— start of Text —
4

During my first statistics course I learned that a statistical model is a collection of probability measures $\mathcal{P}$, where we can index each measure by a 'parameter' $\theta$ such that $\mathcal{P} = \{P_\theta\,\,|\,\,\theta\in\Theta\}$.

My first question is: What exactly is $\Theta$?

I am now working on a project concerning nonparametric statistics where $\Theta$ is always an (infinite dimensional) vector space. However, when we look at the parametric normal family $\{N(\mu,\sigma^2)\,\,|(\mu,\sigma)\in\Theta = \mathbb{R}\times(0,\infty)\}$, then clearly $\Theta$ is no vector space.

A possible answer that I thought of was that $\Theta$ is in general a metric space (although maybe just a set is enough?), but then how do we mark the transistion between a parametric model and non parametric model. To only separate when $\Theta$ is an infinite dimensional vector space produces strange cases. For example: when we consider an infinite dimensional vector space, but interpret it as just a metric space, do we suddenly deal with a parametric model? That seems odd...

My second question: What exactly separates parametric and nonparametric models when we look at $\Theta$.

Thank you!

Marc
  • 6,861
  • It might be helpful to state your definitions (or understanding, if these are unfamiliar) of the terms "vector space", "finite dimensional", and "infinite dimensional". – Eric Towers Mar 02 '14 at 22:40

1 Answers1

5

$\Theta = \mathbb{R} \times (0,\infty)$ is not infinite dimensional. It is finite dimensional, with dimension two, since every $\theta \in \Theta$ is a pair of numbers: a mean and a standard deviation.

It is not a mathematical vector space, since in general, there is no meaningful addition operation on the "vectors" in a parameter space. It is a "space of vectors" in the sense that it is a space comprised of ordered sequences of numbers.

The technical terms parametric and non-parametric refer to the dimensionality of the parts of $\Theta$. For instance, the parts of the $\Theta$ you describe are each one-dimensional as they are subsets of the real numbers. Since each parameter is finite dimensional and there are only finitely many of them, the model is parametric.
— end of Text —
— start of Data extract —
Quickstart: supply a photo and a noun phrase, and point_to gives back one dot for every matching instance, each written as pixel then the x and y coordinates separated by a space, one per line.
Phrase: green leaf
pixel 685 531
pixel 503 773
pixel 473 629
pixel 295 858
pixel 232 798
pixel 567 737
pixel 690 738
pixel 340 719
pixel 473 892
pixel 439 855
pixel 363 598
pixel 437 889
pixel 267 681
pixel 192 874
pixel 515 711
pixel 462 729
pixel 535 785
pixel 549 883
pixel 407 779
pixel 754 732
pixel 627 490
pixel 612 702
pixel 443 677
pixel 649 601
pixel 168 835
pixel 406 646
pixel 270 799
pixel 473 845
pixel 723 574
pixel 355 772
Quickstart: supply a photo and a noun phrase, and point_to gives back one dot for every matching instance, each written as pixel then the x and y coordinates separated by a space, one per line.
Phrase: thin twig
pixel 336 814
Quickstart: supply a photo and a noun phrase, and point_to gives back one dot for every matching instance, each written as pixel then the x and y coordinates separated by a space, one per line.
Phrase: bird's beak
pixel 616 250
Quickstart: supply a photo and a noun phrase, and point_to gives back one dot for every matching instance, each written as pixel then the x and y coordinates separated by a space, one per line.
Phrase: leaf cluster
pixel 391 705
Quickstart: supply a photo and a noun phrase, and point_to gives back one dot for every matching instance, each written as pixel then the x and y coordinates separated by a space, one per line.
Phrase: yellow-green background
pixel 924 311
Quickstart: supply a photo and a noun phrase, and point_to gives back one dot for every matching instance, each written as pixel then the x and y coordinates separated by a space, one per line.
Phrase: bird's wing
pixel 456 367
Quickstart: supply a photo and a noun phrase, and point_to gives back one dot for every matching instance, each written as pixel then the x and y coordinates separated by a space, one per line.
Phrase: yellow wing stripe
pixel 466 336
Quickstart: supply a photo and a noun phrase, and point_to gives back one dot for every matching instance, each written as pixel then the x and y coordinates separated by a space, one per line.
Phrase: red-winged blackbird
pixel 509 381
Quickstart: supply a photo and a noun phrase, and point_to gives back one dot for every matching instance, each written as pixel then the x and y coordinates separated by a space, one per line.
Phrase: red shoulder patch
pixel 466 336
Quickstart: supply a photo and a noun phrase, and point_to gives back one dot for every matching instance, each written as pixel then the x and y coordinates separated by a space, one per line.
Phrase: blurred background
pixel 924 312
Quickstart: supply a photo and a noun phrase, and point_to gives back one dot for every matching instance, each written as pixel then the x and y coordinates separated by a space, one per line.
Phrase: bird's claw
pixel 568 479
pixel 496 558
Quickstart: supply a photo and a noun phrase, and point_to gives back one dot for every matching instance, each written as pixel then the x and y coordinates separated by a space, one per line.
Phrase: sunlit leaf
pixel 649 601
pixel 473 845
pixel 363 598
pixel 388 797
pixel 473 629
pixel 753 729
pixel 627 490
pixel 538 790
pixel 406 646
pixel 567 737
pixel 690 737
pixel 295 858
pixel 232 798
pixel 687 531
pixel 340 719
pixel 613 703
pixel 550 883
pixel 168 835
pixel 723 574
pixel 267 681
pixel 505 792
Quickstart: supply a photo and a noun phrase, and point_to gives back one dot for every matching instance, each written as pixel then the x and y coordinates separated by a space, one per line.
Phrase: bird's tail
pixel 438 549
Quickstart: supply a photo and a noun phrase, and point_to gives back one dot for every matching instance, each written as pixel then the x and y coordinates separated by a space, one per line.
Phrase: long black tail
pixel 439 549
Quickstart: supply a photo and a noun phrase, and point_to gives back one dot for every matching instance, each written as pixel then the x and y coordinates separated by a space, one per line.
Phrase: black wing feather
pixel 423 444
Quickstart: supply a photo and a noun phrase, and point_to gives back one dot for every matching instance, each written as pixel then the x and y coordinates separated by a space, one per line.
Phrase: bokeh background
— end of Data extract —
■ Work to do:
A – In the thread on statistical parameter spaces, what dimension does the reply give for the parameter space of the normal family?
B – Extend the thread on statistical parameter spaces, picking up right after its final sentence.

■ Results for the exercise:
A – Dimension two.

B –
If a model has an infinite dimensional parameter or an infinite number of parameters, then it is called nonparametric. An example of such a model is all real valued functions on the interval $[0,1] \subseteq \mathbb{R}$. Since each point of the function is independent of every other point, such a function is specified by listing all (uncountably many) of its values. The space of such functions is vastly larger than the real numbers. The more common examples in statistics assume that the population has a distribution about which nothing is known and attempts to construct a "best-fit" distribution over the space of all possible distributions. (The process sketch just made has many technical difficulties to overcome in an implementation.)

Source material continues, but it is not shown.